Data for this task
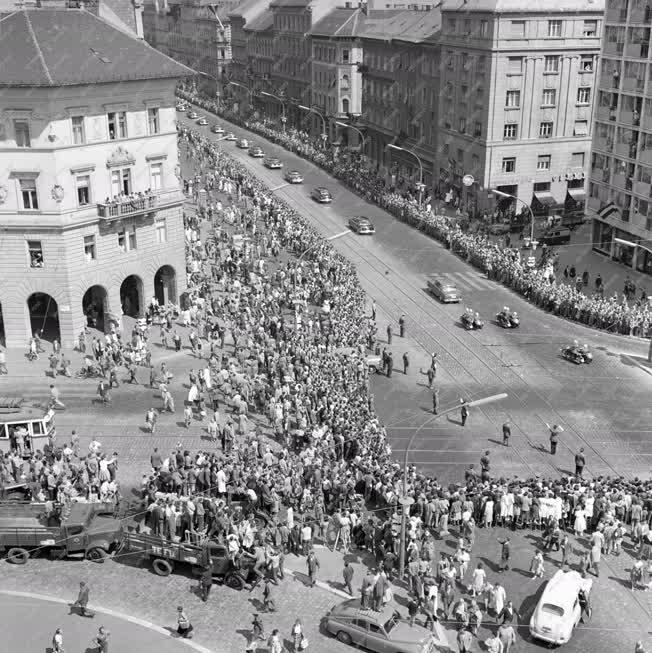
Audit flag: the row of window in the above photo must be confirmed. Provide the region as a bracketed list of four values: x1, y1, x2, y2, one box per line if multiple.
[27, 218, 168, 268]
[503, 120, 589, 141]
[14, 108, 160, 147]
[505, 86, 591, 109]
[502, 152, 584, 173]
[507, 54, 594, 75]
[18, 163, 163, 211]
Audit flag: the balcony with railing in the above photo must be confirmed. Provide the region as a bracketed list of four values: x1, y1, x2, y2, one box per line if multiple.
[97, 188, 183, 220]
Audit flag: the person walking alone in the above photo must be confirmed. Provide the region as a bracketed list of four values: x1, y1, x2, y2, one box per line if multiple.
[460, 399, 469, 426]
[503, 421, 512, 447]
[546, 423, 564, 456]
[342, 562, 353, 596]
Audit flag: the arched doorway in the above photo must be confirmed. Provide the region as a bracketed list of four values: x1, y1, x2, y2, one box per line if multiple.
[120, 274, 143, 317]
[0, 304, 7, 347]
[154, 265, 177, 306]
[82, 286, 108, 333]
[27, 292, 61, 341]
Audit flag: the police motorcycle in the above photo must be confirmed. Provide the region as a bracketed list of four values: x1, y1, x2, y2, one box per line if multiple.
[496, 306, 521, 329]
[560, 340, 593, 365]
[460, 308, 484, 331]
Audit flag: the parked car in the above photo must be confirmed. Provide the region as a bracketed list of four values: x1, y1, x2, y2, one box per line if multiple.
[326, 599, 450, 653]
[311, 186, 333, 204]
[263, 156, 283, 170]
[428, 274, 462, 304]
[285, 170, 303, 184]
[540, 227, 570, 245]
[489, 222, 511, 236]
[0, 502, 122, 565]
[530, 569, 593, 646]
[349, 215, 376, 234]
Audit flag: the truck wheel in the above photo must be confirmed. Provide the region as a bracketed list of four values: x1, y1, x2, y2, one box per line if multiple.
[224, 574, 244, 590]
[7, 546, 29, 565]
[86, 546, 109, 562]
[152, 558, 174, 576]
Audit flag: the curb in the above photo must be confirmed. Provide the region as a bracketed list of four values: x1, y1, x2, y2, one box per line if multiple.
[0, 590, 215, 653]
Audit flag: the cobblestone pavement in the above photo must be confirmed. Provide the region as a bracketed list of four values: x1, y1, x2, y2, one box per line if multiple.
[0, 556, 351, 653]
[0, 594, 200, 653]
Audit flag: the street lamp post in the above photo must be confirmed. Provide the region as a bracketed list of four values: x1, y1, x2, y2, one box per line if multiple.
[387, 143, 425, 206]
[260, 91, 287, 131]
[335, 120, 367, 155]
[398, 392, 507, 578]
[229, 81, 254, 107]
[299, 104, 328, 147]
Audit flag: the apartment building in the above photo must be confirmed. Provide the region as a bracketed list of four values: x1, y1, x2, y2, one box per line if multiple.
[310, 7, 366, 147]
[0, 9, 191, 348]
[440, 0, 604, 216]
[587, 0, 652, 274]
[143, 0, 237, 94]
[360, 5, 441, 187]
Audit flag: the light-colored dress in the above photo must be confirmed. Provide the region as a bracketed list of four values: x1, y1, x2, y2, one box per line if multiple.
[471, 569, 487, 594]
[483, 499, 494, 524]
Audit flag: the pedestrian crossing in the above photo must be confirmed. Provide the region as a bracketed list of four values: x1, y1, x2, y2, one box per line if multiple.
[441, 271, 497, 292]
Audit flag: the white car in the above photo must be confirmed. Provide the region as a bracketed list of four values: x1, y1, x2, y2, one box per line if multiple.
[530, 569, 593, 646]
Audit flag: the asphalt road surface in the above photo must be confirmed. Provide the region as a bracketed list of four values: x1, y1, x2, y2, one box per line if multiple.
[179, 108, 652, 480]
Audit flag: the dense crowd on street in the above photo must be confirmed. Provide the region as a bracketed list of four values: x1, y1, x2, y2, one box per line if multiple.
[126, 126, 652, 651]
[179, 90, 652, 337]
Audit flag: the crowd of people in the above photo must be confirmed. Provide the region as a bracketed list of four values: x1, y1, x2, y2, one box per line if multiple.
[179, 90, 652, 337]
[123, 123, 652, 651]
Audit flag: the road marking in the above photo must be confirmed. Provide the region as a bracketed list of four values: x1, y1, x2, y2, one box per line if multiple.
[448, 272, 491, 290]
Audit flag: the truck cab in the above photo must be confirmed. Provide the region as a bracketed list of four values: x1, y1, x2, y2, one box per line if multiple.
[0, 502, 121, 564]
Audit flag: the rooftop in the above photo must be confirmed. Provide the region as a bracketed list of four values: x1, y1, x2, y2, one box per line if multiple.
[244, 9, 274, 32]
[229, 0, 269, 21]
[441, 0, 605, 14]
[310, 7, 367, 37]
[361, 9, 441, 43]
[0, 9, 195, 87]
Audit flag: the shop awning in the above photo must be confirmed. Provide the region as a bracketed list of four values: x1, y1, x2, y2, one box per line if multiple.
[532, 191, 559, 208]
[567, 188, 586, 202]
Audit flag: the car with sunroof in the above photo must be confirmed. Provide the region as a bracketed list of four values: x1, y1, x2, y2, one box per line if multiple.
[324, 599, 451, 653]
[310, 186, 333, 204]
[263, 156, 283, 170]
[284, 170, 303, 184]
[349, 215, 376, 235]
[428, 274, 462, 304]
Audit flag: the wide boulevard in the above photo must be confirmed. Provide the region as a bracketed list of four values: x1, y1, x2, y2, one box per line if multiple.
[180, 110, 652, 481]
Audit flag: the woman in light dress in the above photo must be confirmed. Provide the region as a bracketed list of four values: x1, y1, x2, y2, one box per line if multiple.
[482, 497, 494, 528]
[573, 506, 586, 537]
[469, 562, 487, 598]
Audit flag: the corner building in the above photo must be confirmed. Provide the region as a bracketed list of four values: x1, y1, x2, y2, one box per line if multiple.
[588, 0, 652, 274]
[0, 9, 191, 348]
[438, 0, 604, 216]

--

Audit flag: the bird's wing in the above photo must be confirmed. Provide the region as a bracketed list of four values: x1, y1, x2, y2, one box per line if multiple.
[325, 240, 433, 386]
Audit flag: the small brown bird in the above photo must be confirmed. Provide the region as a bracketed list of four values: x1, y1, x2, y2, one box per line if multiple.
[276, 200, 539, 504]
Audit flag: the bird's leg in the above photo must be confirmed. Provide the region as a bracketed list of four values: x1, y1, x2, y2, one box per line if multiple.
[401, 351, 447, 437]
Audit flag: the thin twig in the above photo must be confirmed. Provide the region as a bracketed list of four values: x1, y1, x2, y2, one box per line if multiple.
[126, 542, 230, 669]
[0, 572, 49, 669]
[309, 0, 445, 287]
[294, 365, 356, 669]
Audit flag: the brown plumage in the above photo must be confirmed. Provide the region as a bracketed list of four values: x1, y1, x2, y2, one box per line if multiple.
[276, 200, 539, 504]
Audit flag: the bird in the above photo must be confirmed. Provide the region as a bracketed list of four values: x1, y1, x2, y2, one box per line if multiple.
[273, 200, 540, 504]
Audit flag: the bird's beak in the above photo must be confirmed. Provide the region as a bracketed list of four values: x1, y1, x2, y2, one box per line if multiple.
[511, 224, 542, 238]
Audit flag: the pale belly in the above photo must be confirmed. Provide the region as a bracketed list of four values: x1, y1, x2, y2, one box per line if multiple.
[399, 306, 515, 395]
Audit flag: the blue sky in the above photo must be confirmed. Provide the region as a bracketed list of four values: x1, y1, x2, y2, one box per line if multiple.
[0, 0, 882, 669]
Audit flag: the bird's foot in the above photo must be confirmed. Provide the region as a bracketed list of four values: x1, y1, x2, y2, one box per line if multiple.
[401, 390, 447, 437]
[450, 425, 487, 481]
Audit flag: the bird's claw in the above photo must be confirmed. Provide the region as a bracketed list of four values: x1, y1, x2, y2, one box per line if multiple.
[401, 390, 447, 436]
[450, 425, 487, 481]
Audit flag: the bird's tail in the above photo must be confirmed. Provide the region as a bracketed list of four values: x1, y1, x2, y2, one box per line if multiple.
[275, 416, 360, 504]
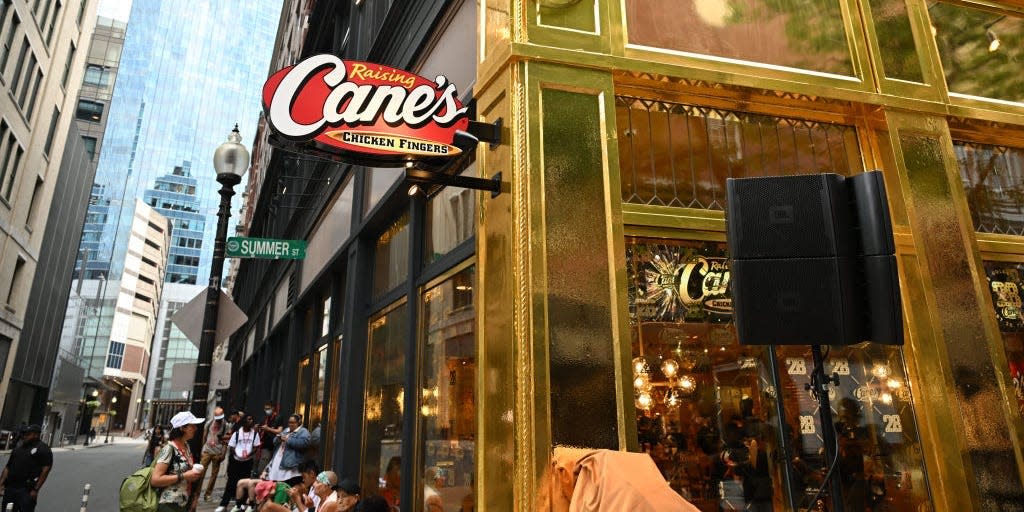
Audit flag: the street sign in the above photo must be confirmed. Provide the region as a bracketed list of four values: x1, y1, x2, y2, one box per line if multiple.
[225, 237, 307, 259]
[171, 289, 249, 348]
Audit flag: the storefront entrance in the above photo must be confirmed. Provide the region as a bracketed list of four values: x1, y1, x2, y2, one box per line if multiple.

* * *

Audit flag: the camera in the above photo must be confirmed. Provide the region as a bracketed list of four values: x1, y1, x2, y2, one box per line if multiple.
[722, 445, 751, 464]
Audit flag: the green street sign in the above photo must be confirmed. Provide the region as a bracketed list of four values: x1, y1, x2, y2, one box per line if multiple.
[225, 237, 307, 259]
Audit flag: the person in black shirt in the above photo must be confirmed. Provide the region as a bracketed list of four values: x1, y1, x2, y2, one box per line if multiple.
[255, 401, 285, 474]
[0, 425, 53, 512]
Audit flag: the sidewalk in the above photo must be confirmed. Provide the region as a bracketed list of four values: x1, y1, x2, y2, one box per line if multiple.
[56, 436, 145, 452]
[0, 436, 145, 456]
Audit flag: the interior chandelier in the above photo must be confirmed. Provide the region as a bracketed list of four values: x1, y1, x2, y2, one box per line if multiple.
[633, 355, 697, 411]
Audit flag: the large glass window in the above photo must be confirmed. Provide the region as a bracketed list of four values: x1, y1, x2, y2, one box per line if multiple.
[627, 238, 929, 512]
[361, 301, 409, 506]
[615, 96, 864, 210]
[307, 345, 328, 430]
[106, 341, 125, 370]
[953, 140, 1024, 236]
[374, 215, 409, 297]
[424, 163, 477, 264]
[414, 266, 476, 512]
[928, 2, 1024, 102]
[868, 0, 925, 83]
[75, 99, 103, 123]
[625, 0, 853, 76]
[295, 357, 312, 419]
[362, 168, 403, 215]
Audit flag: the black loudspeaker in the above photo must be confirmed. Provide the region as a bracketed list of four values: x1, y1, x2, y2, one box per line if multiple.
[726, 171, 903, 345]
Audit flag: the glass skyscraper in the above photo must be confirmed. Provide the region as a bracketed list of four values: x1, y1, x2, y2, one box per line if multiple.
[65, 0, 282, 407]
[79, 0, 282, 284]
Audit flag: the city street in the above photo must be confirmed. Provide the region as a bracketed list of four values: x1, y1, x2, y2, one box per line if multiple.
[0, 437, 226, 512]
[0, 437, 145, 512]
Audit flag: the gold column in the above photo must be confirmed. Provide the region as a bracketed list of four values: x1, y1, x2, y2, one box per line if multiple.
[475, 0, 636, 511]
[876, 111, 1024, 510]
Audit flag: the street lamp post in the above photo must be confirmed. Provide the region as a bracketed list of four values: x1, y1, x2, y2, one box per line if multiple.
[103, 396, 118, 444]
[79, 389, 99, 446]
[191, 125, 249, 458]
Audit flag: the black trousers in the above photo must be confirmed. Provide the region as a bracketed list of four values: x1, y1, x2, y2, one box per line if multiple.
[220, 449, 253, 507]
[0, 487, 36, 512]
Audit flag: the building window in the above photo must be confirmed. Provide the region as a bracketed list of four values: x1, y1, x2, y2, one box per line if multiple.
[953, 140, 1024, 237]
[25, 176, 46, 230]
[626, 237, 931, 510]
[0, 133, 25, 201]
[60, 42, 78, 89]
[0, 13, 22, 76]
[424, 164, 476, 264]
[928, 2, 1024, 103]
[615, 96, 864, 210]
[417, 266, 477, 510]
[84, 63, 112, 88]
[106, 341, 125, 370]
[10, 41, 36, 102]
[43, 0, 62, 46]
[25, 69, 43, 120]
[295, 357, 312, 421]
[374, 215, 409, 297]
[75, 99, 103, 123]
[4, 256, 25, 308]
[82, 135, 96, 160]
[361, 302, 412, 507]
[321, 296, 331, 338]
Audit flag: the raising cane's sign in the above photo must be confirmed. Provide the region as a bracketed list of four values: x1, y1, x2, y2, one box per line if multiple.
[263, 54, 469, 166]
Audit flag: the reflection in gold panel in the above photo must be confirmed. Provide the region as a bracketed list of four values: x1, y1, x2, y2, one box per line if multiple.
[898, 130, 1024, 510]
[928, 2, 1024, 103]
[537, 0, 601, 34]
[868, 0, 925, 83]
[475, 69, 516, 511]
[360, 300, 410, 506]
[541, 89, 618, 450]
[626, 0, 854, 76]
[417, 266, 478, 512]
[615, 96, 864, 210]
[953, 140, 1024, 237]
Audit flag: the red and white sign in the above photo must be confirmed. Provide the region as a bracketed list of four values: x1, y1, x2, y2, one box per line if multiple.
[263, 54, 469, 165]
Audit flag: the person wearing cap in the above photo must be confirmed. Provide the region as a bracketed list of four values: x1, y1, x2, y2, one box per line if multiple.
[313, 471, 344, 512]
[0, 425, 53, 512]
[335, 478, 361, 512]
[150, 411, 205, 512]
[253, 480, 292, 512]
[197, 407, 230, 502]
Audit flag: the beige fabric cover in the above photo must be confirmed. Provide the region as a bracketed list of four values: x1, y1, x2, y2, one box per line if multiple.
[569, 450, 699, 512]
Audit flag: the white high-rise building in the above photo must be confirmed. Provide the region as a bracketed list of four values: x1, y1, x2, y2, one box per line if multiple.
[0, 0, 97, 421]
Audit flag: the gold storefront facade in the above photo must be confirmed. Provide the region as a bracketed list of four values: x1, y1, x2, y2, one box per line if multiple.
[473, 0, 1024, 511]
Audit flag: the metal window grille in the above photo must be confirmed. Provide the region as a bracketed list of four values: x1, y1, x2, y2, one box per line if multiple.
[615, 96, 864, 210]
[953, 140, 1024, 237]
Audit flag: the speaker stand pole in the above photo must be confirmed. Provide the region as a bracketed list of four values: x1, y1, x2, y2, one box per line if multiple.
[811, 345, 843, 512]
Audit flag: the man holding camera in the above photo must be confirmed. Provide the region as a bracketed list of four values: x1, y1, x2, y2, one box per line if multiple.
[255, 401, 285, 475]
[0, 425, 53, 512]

Do this
Could you pull out the lines of the records starting at the one containing "Audit flag: the parked" and ending at the one containing "[489, 222, 511, 236]", both included, and reproduce them verbatim?

Solution to the exercise
Audit flag: the parked car in the above photo must be confirmed. Provide the region as a bracketed list of four values: x1, y1, x2, y2, one box per line if multiple.
[326, 599, 450, 653]
[311, 186, 333, 204]
[263, 156, 283, 170]
[428, 274, 462, 304]
[285, 170, 303, 184]
[540, 227, 570, 245]
[489, 222, 511, 236]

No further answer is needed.